Exercise
Could each entry below be printed again exactly as given?
• • • • • • •
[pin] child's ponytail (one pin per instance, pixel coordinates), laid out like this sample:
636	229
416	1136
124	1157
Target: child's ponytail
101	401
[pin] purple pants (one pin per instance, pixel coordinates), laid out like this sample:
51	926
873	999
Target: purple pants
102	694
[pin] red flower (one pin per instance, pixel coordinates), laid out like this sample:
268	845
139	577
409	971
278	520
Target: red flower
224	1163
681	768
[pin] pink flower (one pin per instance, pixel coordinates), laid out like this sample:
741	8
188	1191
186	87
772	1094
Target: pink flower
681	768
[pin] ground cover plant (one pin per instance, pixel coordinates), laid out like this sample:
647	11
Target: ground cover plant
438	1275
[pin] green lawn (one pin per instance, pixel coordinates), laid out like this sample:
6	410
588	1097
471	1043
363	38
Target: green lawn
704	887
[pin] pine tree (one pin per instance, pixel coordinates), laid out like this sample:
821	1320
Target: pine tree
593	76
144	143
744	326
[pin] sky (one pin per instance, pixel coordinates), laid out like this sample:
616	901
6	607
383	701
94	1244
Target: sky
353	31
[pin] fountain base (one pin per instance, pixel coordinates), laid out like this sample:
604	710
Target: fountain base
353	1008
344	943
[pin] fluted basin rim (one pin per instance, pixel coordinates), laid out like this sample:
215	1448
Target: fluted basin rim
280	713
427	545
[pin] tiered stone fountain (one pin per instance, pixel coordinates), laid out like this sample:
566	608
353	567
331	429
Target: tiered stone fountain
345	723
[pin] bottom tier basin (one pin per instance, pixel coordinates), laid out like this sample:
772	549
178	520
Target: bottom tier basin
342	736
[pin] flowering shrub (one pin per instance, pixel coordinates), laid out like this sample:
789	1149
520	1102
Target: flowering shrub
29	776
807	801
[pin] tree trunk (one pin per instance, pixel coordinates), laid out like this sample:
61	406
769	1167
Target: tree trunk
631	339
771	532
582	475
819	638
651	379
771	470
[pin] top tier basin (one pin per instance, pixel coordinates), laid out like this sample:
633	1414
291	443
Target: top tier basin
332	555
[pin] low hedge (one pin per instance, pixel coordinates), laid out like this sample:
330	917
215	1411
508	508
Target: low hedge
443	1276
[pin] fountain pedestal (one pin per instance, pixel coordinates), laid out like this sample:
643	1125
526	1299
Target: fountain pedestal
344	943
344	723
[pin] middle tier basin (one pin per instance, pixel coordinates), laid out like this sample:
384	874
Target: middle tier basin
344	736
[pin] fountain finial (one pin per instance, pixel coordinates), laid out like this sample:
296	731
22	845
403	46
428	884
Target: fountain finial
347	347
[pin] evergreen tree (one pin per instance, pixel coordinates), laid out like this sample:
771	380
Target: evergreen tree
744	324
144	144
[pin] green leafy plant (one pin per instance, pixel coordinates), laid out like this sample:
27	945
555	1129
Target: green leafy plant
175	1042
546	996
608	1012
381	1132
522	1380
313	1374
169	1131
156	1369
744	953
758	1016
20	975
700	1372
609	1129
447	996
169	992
• • • • • • •
Result
[pin] child's ponytail (one pin per instance, pixel coordinates), laid out like this sample:
636	229
416	1136
124	1157
Target: child's ponytail
101	401
[pin] purple pants (one pin per instance, pixel coordinates), laid out like this sample:
51	926
873	999
Target: purple pants
102	694
[pin] red flower (one pin per instance, pixel coordinates), laid out like this sample:
268	845
139	577
409	971
278	520
Target: red flower
224	1163
681	768
[pin] pink flower (one pin per instance, pixel coordinates), laid out like this sample:
741	8
188	1191
186	87
772	1094
Target: pink flower
681	768
[pin] ground cover plant (one pin per instance, pixel coordinates), laid out like this sample:
647	11
Target: ground cover plant
438	1275
[pin] green lawn (one pin per instance, pixel coordinates), laid out like this sample:
6	410
588	1097
471	1043
363	38
Target: green lawn
704	887
[pin] pine tree (one pin per instance, pixel coordinates), laid out like this sample:
821	1320
Target: pine tree
593	76
144	143
744	326
[pin] sky (one pin per instance, pixel coordinates), laid out like this sample:
616	901
6	607
383	701
94	1244
Target: sky
353	31
[pin] fountain base (one pin per instance, pixel coordinates), laid out like this sample:
604	710
Target: fountain base
353	1008
344	943
[pin] fluted basin rim (one pin per instance, pixel coordinates), laid out like this sample:
215	1448
Target: fluted basin rim
280	713
427	545
[pin] tiered stone fountain (one pin per instance, pixel coordinates), laid out like this sample:
566	608
353	567
331	429
Target: tiered stone fountain
345	723
[pin] bottom tier basin (one pin per instance, pixel coordinates), laid out like this sample:
772	549
178	520
Target: bottom tier basin
342	736
[pin] flowering shrub (one pin per instance, pixel coordinates), laid out like this sample:
789	1149
520	1102
Target: flowering shrub
29	776
807	801
[pin] tree trunk (one pin per instance, pixel coordinates), laid out like this sample:
61	406
769	1167
Target: tree trunk
631	339
771	532
582	475
819	638
651	379
771	470
[pin] top tier basin (one pin per instance, pixel coordinates), laid out like this sample:
633	1414
291	443
Target: top tier basin
332	555
[pin] low hedge (one pin per instance, pixel coordinates), laid out like this sample:
330	917
215	1411
508	508
Target: low hedge
443	1276
[pin] fountain pedestal (one pin per instance, pixel coordinates), laid out like this sample:
643	1125
526	1299
Target: fountain pedestal
344	943
344	723
[pin] middle tier basin (one pin per instance, pixel coordinates), laid out like this sample:
384	874
Target: middle tier basin
344	736
[pin] fountain finial (one pin per instance, pixel coordinates), laid out like this sample:
296	731
22	845
403	46
428	884
Target: fountain finial
347	347
[pin] evergreen tree (one pin per instance, pixel coordinates), laid out like this sample:
771	380
Target: evergreen tree
744	324
144	144
[pin] green leafy plant (one pin per instance, pixel coordinates), laid out like this sample:
27	945
555	1129
Target: green leafy plant
175	1042
546	996
608	1012
381	1132
522	1380
313	1374
169	1131
156	1369
744	953
758	1016
20	975
700	1372
609	1129
447	996
169	992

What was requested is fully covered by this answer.